SET PROBLEM: Resume the guide on Cortana skill design principles below, continuing it after its final sentence.

QUOTED PASSAGE:
********************
Principles of Cortana Skills design
Cortana Skills Kit enables developers to create compelling experiences that provide productivity solutions for home or work. But does it make sense to create a skill in all cases? Probably not.
The following are the cases when it makes sense to create a skill.
When the user's hands are busy
If the user is cooking, they can ask, "Was that 1 tablespoon or 1 teaspoon of salt?"
When using voice is an easier and more natural way to interact
If the user needs to share content or set a reminder, it's easier to say, "Share that with John" or "Remind me to pick up Jessie".
If the user is laying down, it's easier to use your voice than a keyboard.
When using voice is a more efficient experience
If using voice reduces the number of steps required to do something. For example, saying "Play the latest House of Cards" is much easier than opening up an app, searching for "House of Cards", finding the latest episode, and pressing play.
When using voice assists with multitasking
If you can use your voice to do things like read and reply to incoming messages or control music while you're writing a document.
When using voice is easier than typing
If the user is on a device that's hard to type on, such as a phone, tablet, or Xbox, it can be easier to use voice.
When the user is driving, walking, or is otherwise distracted
If the user is driving or walking, it is easier to use voice than to navigate the world safely while using a device.
If you decided that building a skill makes sense, consider the following throughout the design process.
- Will the design solve the user’s problem with the minimum number of steps?
- Will the design solve the user’s problem better, easier, or faster than any of the alternative experiences?
- Is the design intuitive; will users naturally know what to do when using it?
- Does the design avoid complexity?
- Does the design use default values when the user is not specific?
A great user experience does not require users to talk too much, repeat themselves, or explain things that the skill should automatically know.
Design for the most common scenario
Define the key scenarios you want your skill to target.
- What are the high value scenarios and metrics?
Of these scenarios, which work well with voice?
- Which scenarios don't rely heavily on visual elements?
- Which scenarios are relatively quick to complete with minimal steps?
Select the scenarios that meet the above criteria.
Design the conversation
Next, design a conversation that sounds natural and is intuitive. Start out thinking about:
- What are the most essential questions that the skill must ask to complete the task?
- What questions the user might ask?
- How will the skill reply to the user's questions?
- What information is absolutely required and which is optional?
- Is there anything we can infer or remember from prior interactions?
- Which answers should you confirm before taking the action, and the type of confirmation you should use?
- What actions the conversation might trigger on your backend service?
- Whether the skill needs a directed dialog
- How will the skill handle help questions and errors?
- How the skill reacts if it reaches a dead end? For example, the task doesn't complete or gets it wrong.
- What environments could the skill be used in and how potential touch interactions might impact your design.
Roleplay the conversation to make sure it's natural and intuitive. Just like in real life, conversations with users vary depending on the user. Your skill should be adept in handling conversations with different users.
Identify the intents, entities, and utterances
When building your skill, you are encouraged to use Microsoft Language Understanding Intelligent Services (LUIS.ai) to model your intents and entities.
For a list of built-in entities in LUIS, visit the Prebuilt entities page.
********************
DATA SECTION:

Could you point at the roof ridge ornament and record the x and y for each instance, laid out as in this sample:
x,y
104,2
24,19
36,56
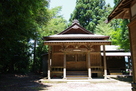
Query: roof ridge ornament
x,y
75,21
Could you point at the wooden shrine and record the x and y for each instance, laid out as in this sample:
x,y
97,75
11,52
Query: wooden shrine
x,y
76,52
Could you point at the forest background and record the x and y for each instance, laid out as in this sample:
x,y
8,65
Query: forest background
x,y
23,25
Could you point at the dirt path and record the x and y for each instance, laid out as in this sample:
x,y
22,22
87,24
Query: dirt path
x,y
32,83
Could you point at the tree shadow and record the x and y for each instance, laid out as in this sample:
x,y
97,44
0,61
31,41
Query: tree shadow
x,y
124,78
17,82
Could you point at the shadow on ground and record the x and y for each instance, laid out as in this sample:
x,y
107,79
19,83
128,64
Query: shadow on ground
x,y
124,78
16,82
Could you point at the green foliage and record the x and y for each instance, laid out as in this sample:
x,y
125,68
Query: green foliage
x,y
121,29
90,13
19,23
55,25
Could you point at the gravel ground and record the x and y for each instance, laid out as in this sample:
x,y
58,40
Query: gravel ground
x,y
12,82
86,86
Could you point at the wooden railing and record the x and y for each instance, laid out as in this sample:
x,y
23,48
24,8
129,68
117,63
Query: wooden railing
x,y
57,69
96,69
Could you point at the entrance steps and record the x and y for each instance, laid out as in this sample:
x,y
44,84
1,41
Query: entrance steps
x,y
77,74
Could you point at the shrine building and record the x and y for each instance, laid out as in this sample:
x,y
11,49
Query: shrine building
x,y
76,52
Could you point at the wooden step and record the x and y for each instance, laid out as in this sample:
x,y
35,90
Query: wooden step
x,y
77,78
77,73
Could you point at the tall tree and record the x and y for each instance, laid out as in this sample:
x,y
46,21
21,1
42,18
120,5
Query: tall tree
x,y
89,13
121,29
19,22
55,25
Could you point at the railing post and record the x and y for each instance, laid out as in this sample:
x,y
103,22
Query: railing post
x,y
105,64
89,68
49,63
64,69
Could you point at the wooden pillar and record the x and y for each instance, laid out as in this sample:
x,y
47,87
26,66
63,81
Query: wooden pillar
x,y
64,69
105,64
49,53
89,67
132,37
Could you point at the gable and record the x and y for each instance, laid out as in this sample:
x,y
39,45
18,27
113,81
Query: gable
********************
OUTPUT:
The conversational design process should identify intents, entities, and utterances. Intents are the actions that the user wants to perform and entities are the data required to perform the action. For example, if the user says, "Hey Cortana, tell My Travel Agent I want to fly to New York at 6:00 PM," the intent is to book a flight, and New York and 6:00 PM are the entities.
Intents fall into the following categories.
Full intent is when the user fully expresses what they want to do in a single utterance. When the user provides a complete request in their first utterance, you should respond directly to their request and either propose further interaction, if required, or end the conversation.
User: Hey Cortana, ask Mileage Wizard if I have miles to travel. Mileage Wizard: You currently have 30,000 miles. This is enough to travel domestically but not internationally. Would you like to purchase additional miles or book a domestic trip?
Because there are many ways to express the same intent, you need to develop as many variations of the intent as possible when you model your intents.
If you display interaction examples in a card on Cortana's canvas (for example, if they ask for help), try to show full intent examples. This helps train the users on the most effective way to communicate with your skill.
Partial intent is when a user partially expresses what they want but the utterance is missing a required entity. Your skill should detect the missing element and automatically provide a follow-up prompt that asks for the missing entity.
User: Hey Cortana, ask Mileage Wizard if I have miles. Mileage Wizard: Miles to travel?
No intent is when a user uses a skill for the first time and they only give the minimum information which is not sufficient to engage in the conversation. When this happens, you need to tell the user how to interact with your skill.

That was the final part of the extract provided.